**TASK DESCRIPTION:**
From the line bearing "Category: black trousers" down to the final line of the records below, give every line again exactly and add nothing.

Top of RECORDS PROVIDED

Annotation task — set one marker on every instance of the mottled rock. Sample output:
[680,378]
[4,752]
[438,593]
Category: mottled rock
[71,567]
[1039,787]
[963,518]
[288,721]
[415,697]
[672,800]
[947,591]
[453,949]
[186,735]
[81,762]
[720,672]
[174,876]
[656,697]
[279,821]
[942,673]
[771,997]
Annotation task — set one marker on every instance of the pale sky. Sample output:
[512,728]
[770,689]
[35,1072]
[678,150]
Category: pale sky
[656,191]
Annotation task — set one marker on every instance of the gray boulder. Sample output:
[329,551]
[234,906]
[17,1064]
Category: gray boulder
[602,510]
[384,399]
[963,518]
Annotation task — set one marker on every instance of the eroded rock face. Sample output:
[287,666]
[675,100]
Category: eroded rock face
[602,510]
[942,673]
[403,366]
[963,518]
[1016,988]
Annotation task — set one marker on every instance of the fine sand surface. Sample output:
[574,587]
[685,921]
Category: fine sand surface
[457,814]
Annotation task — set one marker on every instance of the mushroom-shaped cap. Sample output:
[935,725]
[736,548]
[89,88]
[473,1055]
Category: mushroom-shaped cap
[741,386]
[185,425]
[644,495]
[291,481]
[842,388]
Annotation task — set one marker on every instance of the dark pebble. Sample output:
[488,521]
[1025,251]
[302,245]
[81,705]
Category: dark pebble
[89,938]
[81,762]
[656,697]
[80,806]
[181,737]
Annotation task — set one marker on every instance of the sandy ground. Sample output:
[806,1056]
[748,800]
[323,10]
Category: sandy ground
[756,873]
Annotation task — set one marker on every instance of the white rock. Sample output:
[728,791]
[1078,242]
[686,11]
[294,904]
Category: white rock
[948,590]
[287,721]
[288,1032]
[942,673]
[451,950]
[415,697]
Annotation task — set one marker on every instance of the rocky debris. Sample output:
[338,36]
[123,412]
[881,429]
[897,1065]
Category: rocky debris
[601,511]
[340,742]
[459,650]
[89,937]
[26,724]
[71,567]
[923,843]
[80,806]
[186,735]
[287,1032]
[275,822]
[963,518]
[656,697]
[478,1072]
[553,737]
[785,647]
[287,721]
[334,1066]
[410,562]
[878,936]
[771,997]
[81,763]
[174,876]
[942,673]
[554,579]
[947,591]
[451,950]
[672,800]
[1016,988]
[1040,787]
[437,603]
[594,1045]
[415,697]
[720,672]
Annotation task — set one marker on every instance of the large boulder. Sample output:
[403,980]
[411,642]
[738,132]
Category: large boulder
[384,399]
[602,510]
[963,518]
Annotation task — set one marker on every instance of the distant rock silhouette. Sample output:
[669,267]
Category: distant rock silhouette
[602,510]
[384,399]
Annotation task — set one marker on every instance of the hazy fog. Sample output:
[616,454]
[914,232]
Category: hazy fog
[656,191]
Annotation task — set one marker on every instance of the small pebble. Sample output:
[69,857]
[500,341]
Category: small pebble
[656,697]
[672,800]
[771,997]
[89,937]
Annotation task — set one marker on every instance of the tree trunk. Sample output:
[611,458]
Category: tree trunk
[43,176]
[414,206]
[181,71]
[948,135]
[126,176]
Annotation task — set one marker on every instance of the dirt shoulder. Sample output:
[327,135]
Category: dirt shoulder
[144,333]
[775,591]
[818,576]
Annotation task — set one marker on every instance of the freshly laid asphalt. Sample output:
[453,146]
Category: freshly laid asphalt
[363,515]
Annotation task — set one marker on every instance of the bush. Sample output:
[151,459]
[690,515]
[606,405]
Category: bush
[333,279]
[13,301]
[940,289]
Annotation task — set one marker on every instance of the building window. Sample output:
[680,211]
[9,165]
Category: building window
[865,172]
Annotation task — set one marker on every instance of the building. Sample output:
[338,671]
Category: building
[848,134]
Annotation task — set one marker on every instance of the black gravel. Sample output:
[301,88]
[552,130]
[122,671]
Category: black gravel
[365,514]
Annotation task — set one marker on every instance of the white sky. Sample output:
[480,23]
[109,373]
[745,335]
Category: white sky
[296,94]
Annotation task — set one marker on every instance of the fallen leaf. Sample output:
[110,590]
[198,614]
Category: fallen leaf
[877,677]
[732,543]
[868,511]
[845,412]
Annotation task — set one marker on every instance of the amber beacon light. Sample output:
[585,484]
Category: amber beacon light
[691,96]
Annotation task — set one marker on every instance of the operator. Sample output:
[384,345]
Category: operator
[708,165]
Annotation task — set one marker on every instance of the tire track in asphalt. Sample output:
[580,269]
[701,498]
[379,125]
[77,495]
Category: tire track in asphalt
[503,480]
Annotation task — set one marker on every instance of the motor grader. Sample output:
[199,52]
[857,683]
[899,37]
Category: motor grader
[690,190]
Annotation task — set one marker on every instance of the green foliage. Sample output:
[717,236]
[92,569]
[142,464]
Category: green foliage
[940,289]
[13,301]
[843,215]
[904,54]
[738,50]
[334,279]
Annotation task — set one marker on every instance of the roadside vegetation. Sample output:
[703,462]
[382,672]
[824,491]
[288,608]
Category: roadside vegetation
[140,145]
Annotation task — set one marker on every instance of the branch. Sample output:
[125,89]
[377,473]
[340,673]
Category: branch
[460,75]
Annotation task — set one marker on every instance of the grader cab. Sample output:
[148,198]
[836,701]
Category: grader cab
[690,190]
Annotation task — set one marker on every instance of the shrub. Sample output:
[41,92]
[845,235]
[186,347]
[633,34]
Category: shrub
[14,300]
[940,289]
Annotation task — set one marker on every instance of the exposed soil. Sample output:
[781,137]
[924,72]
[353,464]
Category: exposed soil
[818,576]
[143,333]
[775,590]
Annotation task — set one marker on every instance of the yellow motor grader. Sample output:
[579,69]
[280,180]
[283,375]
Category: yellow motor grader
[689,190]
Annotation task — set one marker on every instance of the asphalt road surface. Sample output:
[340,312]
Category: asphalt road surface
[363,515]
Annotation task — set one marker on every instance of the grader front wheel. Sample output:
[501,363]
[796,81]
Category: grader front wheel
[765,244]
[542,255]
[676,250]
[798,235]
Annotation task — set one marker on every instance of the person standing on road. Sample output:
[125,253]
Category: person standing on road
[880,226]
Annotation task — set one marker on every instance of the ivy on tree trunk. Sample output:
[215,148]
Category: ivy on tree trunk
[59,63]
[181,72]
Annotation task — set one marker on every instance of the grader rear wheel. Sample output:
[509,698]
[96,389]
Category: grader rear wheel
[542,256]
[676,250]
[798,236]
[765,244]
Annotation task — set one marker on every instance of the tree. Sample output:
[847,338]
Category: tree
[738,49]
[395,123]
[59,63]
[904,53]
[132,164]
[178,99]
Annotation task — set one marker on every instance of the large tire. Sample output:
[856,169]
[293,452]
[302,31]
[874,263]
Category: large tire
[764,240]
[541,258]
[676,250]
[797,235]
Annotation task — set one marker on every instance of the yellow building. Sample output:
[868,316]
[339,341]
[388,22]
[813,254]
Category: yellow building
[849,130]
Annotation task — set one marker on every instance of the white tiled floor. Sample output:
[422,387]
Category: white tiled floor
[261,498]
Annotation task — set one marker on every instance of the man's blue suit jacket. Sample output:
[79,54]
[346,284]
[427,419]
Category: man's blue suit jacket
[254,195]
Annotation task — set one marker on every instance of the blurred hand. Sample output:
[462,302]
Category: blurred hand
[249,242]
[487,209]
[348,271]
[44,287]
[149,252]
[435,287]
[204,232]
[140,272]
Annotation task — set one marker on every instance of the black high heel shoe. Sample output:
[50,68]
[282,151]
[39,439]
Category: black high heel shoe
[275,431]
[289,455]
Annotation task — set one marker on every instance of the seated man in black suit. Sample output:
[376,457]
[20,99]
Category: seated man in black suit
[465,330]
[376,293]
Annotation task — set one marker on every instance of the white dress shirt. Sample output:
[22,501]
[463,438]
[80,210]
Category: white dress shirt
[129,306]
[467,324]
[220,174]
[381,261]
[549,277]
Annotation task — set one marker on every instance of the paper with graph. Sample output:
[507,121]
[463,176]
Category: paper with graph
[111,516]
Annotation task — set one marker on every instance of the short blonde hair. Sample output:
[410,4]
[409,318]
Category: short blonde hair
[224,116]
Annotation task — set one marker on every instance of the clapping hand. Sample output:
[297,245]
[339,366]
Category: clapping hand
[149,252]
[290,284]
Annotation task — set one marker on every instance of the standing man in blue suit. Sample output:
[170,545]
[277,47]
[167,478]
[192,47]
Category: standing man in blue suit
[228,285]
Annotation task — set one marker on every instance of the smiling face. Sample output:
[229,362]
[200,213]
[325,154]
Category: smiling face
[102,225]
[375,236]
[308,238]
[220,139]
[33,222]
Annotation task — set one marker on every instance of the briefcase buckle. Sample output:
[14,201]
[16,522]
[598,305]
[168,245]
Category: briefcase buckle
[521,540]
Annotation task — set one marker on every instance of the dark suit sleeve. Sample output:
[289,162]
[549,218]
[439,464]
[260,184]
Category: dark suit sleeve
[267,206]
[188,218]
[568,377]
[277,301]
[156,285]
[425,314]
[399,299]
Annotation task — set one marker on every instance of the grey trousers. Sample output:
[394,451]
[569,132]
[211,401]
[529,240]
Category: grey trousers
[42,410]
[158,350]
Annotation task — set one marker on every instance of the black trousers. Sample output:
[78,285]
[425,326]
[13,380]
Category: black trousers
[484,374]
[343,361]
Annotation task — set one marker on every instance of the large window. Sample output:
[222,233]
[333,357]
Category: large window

Bottom of RECORDS PROVIDED

**RESPONSE:**
Category: black trousers
[484,374]
[343,361]
Annotation task — set one marker on every instance of the large window. Sample output:
[222,233]
[333,357]
Category: large window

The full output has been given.